● Provided information
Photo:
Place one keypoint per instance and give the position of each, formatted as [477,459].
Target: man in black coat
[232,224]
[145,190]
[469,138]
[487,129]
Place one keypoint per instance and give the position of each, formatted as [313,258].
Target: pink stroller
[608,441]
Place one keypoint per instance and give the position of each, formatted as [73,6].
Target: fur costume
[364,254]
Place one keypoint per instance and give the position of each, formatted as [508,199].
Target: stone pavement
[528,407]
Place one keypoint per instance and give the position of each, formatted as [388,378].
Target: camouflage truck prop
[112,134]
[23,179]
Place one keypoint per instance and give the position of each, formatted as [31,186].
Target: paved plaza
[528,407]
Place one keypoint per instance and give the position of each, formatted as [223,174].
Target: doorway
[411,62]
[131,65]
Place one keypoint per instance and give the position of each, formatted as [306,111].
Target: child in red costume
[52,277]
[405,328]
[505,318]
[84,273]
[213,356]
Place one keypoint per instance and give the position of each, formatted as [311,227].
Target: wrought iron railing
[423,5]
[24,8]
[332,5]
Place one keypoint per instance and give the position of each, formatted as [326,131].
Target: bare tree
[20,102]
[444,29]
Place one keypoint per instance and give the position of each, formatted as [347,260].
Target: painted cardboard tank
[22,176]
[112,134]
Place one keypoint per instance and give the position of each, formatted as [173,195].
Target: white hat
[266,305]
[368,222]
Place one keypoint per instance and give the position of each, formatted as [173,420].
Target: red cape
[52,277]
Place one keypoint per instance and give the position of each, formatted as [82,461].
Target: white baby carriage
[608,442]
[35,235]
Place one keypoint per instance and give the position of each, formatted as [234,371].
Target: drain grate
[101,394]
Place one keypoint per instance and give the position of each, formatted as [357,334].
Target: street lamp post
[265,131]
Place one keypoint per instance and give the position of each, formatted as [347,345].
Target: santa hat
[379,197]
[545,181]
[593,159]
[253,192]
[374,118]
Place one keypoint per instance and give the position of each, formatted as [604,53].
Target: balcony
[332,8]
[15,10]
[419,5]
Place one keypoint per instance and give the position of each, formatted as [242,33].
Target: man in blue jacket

● Problem to solve
Word for word, copy out all of the data shown above.

● Finished exercise
Photo:
Place one keypoint per instance and give the position of each, formatted as [477,459].
Target: man in black coat
[232,224]
[145,190]
[469,138]
[487,129]
Place one keypoint per instance and give the position of each, formatted as [313,258].
Target: pink stroller
[608,441]
Place one keypoint per instance and give the position of each, formatted as [73,6].
Target: fur costume
[364,254]
Place one keypoint per instance and give the position of each, formatted as [508,199].
Target: stone pavement
[528,407]
Place one keypoint per instance and give the position of each, formatted as [388,378].
Target: camouflage truck prop
[112,134]
[23,179]
Place one keypoint per instance and give the position of each, formatted as [31,186].
Target: paved plaza
[528,407]
Place one keypoint per instance and give the position of each, formatted as [223,174].
Target: doorway
[411,62]
[131,65]
Place one keypoint per instance and give the position of each, formatted as [306,111].
Target: child in red costume
[52,277]
[405,328]
[505,318]
[84,273]
[213,356]
Place one keypoint per instance and give the position of each, formatted as [311,227].
Target: wrought iron railing
[423,5]
[24,8]
[332,5]
Place one keypoint per instance and give the position of each, formatted as [326,131].
Target: bare tree
[20,102]
[444,29]
Place one keypoint per instance and give the position of each, formatted as [347,260].
Target: painted cardboard tank
[22,176]
[112,134]
Place one keypoint per instance and give the position of each, formatted as [173,195].
Target: white hat
[266,305]
[368,222]
Place one keypoint per instance and give the position of each, formatted as [173,420].
Target: red cape
[52,277]
Place one keypoint per instance and give the position of each, formatted as [82,461].
Target: white baby carriage
[608,442]
[35,235]
Place one keypoint per instance and give the position of each, formatted as [234,371].
Target: drain grate
[101,394]
Place one keypoint per instance and give the position of each, formatted as [357,334].
Target: street lamp post
[265,131]
Place one keypoint per instance and give the position of each, formatted as [347,345].
Target: santa hat
[379,197]
[545,181]
[593,159]
[253,192]
[374,118]
Place one keypoint per instance and give the position of each, formatted as [604,53].
Target: balcony
[332,8]
[15,10]
[419,5]
Place one keypoint per instance and give the position of each, formatted as [242,33].
Target: man in blue jacket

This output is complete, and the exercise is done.